◆ **What to work on**
Would you write out all the records again, exactly?

◆ **The data**
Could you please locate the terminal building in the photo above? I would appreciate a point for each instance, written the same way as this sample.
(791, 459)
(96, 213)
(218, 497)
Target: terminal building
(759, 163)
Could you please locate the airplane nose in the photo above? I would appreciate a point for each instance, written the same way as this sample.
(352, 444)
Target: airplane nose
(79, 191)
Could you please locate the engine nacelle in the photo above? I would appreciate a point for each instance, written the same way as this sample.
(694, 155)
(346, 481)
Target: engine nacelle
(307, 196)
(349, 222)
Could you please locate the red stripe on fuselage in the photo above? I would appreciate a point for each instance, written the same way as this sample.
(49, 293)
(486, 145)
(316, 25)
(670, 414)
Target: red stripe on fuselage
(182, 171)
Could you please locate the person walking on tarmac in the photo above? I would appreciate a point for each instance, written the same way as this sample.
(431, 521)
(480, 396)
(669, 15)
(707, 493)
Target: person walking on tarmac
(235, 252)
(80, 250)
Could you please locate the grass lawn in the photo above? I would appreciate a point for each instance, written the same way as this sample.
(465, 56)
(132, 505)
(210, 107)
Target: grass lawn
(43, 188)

◆ **Answer below**
Could you please locate the terminal building in the photo above? I would appreciate a point for each instance, written the same way as this sample.
(791, 459)
(96, 213)
(218, 497)
Target: terminal building
(759, 163)
Could you please locate the airplane nose in the photo above? I would appreciate a point for each instance, written the same way as this sample.
(352, 444)
Target: airplane nose
(79, 191)
Could you please locate the engine nacelle in the photo above? I would appreciate a point for each instance, written the same way as this sample.
(694, 155)
(346, 481)
Target: engine nacelle
(307, 196)
(349, 222)
Could you please locate the red stripe on fuselage in the photo above? I would appreciate a point for each instance, written the same way as this sample.
(49, 293)
(486, 145)
(316, 25)
(670, 414)
Target: red stripe on fuselage
(182, 171)
Could you please locate the person walking on tarmac in the photo above? I would appreciate a point for each instance, written the same way as this sample.
(431, 521)
(480, 396)
(669, 15)
(707, 493)
Target: person walking on tarmac
(235, 252)
(80, 250)
Could you please locate the grass lawn in the photo above? I would appreciate a point for each instance, written the same way as this sample.
(465, 56)
(132, 505)
(210, 107)
Target: grass lawn
(43, 188)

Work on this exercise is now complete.